◆ **取り組む課題**
1: 抜粋の「ドラマ「半沢直樹」のロケ地にもなり、注目を集めている茨城空港。」から「方々に、話をお聞きしました。」まで（「方々に、話をお聞きしました。」を含む）を、「茨城空港」を「茨城の空港」に差し替えたうえで書き直してください。
2: 抜粋の内容を3文で要約してください。

熱血!茨城県庁職員スペシャルトーク

熱意と行動力が旅行会社と
FDAを動かした!
年間チャーター便80便、
4,500人以上の搭乗者数を獲得

ドラマ「半沢直樹」のロケ地にもなり、注目を集めている茨城空港。
もともと防衛省・航空自衛隊が管理・運営していた「百里飛行場」に、茨城県が民間空港としての共用化を進め、2010年3月、国内98番目の空港として開港。国が新規空港建設を抑制していることから「国内最後の空港」といわれています。

FDAは、2016年度から茨城チャーター便を運航。初年度は8便からスタートし、2019年度には年間80便、搭乗者数は4,678人と実績を伸ばしてきました。そんな茨城チャーター便実績の裏には、茨城県庁職員の方々の熱い思いとさまざまな努力が…。今回は、茨城チャーター便陰の立役者、3人の茨城県庁職員の方々に、話をお聞きしました。

2016~2017年度担当飯塚さん
(写真左/通称:アニー)、
2017~2018年度担当平野さん
(写真右/通称:ダニー)、
2019年度担当高野さん
(写真中央/通称:マイマイ)

伝わった熱意!
わずか3カ月で
チャーター便を実現!

茨城空港は2010年3月の開港時には、定期便はアシアナ航空のソウル便のみで、国内線は4月にスカイマークの神戸便が就航という多難な船出でした。チャーター便も2010年は開港記念ということもあり、運航本数もそこそこありましたが、翌年以降のチャーター便は年間数本と苦戦。空港対策課は、頭を抱えていました。

そんな時、旅行会社の方からFDAがチャーター便に力を入れていることを聞きました。「茨城空港でもチャーター便を飛ばせるかも」その言葉に希望の光を感じ、FDAチャーター事業部の山田部長を紹介してもらいました。

それが、2016年3月。年度末の多忙な時期ではあったのですが、上司と二人、スケジュールを調整して会いに行きました。そして、茨城空港のこれまでの苦悩と、自分たちの思いをぶつけたんです。

茨城空港は羽田、成田からほど近い空港であるため、FDAさんとしては懐疑的だったと思いますが、私たちの情熱を信じていただき、それからわずか3カ月後の6月に、茨城―稚内チャーター便を実現することに!企画から発売までの期間は、たったの2カ月間。FDAチャーターにおいても、こんな短期間でチャーター便を実施したのは、茨城―稚内チャーター便以外、他にはないそうです。

◆ **演習データ**
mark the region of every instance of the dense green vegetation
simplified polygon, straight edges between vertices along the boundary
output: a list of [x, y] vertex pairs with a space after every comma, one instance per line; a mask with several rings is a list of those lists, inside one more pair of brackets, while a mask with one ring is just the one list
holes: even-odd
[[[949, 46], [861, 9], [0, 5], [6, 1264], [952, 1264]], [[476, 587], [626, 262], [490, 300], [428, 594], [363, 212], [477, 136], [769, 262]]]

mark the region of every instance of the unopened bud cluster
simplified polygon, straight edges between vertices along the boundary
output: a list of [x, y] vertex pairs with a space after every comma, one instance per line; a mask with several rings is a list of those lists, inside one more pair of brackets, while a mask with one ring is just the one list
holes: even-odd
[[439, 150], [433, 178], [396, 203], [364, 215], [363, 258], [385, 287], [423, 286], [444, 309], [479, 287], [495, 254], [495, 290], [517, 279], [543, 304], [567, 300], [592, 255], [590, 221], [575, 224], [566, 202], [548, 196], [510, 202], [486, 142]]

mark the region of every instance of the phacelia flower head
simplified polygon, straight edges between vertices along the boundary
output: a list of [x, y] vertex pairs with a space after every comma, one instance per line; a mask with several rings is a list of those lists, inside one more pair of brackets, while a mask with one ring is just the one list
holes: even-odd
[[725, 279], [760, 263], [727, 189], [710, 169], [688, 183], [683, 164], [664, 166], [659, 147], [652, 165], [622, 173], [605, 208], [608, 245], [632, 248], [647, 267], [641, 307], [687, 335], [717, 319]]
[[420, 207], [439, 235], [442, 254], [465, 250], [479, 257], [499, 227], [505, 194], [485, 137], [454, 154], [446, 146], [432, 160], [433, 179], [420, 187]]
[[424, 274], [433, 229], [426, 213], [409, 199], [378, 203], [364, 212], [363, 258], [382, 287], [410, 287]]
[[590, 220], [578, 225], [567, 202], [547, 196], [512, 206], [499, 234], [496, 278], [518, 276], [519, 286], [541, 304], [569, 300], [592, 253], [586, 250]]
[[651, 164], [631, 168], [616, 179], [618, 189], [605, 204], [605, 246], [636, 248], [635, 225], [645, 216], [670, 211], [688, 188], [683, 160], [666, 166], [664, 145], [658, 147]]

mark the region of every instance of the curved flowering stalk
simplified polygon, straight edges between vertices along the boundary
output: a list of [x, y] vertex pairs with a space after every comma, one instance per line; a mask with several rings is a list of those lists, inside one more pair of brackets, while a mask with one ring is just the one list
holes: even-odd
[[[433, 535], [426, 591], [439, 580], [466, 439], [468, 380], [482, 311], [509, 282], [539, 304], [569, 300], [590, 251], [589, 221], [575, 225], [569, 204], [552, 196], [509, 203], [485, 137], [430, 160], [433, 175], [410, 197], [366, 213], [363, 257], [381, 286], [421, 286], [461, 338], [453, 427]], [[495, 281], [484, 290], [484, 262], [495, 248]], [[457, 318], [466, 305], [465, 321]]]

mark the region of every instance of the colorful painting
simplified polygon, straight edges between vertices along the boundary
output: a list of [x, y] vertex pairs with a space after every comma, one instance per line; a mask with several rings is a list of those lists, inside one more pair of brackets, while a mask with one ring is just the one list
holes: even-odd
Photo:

◆ **課題別の解答**
1:
ドラマ「半沢直樹」のロケ地にもなり、注目を集めている茨城の空港。
もともと防衛省・航空自衛隊が管理・運営していた「百里飛行場」に、茨城県が民間空港としての共用化を進め、2010年3月、国内98番目の空港として開港。国が新規空港建設を抑制していることから「国内最後の空港」といわれています。

FDAは、2016年度から茨城チャーター便を運航。初年度は8便からスタートし、2019年度には年間80便、搭乗者数は4,678人と実績を伸ばしてきました。そんな茨城チャーター便実績の裏には、茨城県庁職員の方々の熱い思いとさまざまな努力が…。今回は、茨城チャーター便陰の立役者、3人の茨城県庁職員の方々に、話をお聞きしました。

2: 茨城空港は2010年3月に国内98番目の空港として開港しましたが、翌年以降のチャーター便は年間数本と苦戦していました。2016年3月に茨城県庁職員がFDAチャーター事業部の部長に会って思いを伝え、そのわずか3カ月後の6月に茨城―稚内チャーター便が実現しました。FDAの茨城チャーター便は2016年度の8便から始まり、2019年度には年間80便、搭乗者数4,678人まで実績を伸ばしました。